:: Description of the task ::
Start at the line containing "# test: identify the upholstered" and stop after the line containing "x=354 y=427", then rescale that stretch of data by writing out every line again, requests included. Multiply each x and y point coordinate in the answers by 2.6 and round it to a whole number, with halves going up.

-- begin --

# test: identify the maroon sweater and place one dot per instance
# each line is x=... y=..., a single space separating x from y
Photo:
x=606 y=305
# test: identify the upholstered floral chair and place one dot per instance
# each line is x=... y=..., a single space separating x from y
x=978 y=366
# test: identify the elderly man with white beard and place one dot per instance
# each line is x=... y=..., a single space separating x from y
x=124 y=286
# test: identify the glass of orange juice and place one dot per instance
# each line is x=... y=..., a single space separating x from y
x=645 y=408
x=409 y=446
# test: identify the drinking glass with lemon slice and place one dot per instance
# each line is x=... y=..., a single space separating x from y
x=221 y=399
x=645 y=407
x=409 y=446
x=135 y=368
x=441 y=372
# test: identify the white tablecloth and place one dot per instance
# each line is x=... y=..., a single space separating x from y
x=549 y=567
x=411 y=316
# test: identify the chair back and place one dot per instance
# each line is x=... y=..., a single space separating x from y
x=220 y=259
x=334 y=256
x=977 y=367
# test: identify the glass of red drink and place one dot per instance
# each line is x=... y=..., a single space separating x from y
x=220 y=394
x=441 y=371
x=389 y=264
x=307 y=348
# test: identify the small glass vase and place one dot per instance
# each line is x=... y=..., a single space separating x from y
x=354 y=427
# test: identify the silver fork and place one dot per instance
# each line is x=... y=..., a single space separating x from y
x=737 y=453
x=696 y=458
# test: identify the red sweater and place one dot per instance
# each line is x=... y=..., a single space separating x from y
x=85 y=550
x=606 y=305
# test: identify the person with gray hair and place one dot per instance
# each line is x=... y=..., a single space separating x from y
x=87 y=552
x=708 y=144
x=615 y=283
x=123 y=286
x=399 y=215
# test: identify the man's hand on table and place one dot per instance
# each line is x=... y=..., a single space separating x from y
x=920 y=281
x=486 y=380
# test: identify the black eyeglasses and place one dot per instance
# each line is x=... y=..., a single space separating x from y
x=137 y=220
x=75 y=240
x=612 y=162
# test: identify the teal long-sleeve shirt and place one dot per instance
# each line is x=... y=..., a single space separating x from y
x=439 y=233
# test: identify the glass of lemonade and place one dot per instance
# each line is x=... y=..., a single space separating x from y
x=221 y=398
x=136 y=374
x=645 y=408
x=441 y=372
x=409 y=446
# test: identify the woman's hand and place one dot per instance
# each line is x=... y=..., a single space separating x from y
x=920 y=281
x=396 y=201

-- end --

:: Exercise answer ::
# test: identify the upholstered floral chair and place one dot per instance
# each line is x=... y=..., a single space separating x from y
x=2543 y=952
# test: identify the elderly man with white beard and place one dot per instance
# each line is x=... y=..., a single space separating x from y
x=322 y=744
# test: identify the glass of orange juice and place one dot per instance
# each line is x=... y=..., a single space separating x from y
x=1677 y=1061
x=1063 y=1160
# test: identify the drinking glass with lemon slice and place one dot per instance
# each line is x=... y=..., a single space separating x from y
x=575 y=1037
x=1677 y=1058
x=1063 y=1160
x=351 y=957
x=1147 y=967
# test: identify the white tablecloth and place one dot per instance
# each line is x=... y=..., a single space separating x from y
x=1427 y=1474
x=1069 y=822
# test: identify the chair back and place one dot per instance
# each line is x=... y=..., a single space separating x from y
x=572 y=673
x=868 y=666
x=2540 y=954
# test: identify the glass of red drink and place one dot per instance
# each line is x=... y=..., a single space separating x from y
x=572 y=1024
x=1147 y=965
x=1011 y=686
x=798 y=905
# test: identify the small glass vase and place one dot per instance
# each line is x=... y=..., a single space separating x from y
x=920 y=1110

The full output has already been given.